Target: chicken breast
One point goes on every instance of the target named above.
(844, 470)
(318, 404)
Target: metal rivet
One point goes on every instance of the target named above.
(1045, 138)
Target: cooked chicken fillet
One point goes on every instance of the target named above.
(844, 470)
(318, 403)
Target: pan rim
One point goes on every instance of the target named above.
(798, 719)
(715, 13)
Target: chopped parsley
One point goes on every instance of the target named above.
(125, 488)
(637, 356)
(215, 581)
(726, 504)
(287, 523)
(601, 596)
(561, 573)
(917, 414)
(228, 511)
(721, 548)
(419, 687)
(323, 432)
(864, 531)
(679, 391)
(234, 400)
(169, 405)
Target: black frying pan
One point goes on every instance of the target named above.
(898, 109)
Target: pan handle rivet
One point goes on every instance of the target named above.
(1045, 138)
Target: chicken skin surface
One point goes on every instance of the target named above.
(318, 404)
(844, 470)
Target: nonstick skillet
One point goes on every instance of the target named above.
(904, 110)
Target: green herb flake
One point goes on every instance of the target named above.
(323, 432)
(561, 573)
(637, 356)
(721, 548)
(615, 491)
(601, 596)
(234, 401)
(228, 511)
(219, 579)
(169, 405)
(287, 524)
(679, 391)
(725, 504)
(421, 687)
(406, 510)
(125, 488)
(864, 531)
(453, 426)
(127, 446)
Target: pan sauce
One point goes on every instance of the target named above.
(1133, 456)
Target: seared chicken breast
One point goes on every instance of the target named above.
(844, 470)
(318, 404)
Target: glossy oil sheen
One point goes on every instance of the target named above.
◆ ◆ ◆ ◆ ◆ ◆ ◆
> [SHORT TASK] Copy out the items word for word, beginning at the line that contains "Target: glossy oil sheen" and continuing through the last line of the items.

> [IN RESPONSE]
Target: glossy oil sheen
One point goes on every instance of the target named above.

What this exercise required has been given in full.